Home > Commentary, Constitution of Ireland > Is Constitutional Revolution Nigh in Ireland?

Is Constitutional Revolution Nigh in Ireland?

constRecent weeks and months have seen a seemingly endless stream of proposals emerge for constitutional change in this jurisdiction and reading today’s Sunday Times I noticed that Enda Kenny—the leader of Fine Gael and quite likely to be Ireland’s next Taoiseach [Prime Minister]—has now added another proposal to the list: that the President’s term would be reduced to five years. As far as I am aware we are now in the midst of a number of debates with constitutional implications:

  1. The Fine Gael proposal for the abolition of the Seanad
  2. The Fine Gael proposal for the reduction of the Presidential term
  3. The commitment in the renewed programme for government to hold a constitutional referendum to recognise the role of parents in the home rather than that of mothers and wives (I blogged about this here)
  4. The commitment in the renewed programme for government to hold a constitutional referendum to introduce a Court of Civil Appeal
  5. The debate about a constitutional amendment on children’s rights (about which Aoife blogged here)
  6. The renewal of the debate around a Charter of Rights for the Island of Ireland as contemplated by the Belfast/Good Friday Agreement and under consideration by the Joint Committee of the Northern Ireland Human Rights Commission and the Irish Human Rights Commission

There may even be more proposals than this floating around, but these are the ones that come immediately to mind. Other matters have arisen recently for discussion where the government has committed to pursuing a particular course of action in order to avoid the perceived need for constitutional reform; I am thinking here in particular about the Civil Partnership Bill 2009 (about which we blogged here, here, here and in a guest contribution from Andrew Hayward) and the inclusion of a crime of blasphemy in the Defamation Act 2009 (about which Colin blogged here). In addition, there may be developments in the near future that will require us to at least consider whether constitutional reform would be appropriate in other areas such as the right to life of the unborn, depending on the outcome of ongoing litigation in the European Court of Human Rights (about which Máiréad blogged here).

RECORD LIST ->

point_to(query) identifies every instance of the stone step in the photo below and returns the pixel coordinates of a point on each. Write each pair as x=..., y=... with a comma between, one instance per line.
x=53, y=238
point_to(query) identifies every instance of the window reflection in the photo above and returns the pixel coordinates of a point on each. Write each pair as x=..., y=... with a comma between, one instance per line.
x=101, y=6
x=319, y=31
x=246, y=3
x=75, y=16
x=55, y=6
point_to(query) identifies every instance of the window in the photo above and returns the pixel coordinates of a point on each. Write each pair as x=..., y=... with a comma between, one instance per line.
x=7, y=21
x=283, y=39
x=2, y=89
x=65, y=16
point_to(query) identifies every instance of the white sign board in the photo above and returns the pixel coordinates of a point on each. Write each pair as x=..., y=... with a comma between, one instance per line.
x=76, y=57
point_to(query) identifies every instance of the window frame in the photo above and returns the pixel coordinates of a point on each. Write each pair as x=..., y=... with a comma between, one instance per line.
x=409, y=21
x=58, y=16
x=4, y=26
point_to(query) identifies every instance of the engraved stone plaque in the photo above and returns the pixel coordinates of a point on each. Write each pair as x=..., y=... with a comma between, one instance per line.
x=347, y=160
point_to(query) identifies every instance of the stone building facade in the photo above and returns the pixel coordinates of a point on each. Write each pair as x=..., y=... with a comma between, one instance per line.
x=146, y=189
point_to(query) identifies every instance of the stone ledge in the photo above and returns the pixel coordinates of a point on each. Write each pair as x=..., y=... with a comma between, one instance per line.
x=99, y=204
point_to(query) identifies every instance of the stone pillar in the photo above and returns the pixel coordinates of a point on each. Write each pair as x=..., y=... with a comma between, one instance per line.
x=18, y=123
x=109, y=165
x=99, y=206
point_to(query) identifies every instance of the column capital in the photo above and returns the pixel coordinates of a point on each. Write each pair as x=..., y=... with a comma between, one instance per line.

EXERCISE DESCRIPTION ->
Rewrite the stretch from "1. The Fine" through "Aoife blogged here)" in the commentary on constitutional change in Ireland, putting "national referendum" wherever "constitutional referendum" occurs.

RESULT OF THE TASK ->
1. The Fine Gael proposal for the abolition of the Seanad
  2. The Fine Gael proposal for the reduction of the Presidential term
  3. The commitment in the renewed programme for government to hold a national referendum to recognise the role of parents in the home rather than that of mothers and wives (I blogged about this here)
  4. The commitment in the renewed programme for government to hold a national referendum to introduce a Court of Civil Appeal
  5. The debate about a constitutional amendment on children’s rights (about which Aoife blogged here)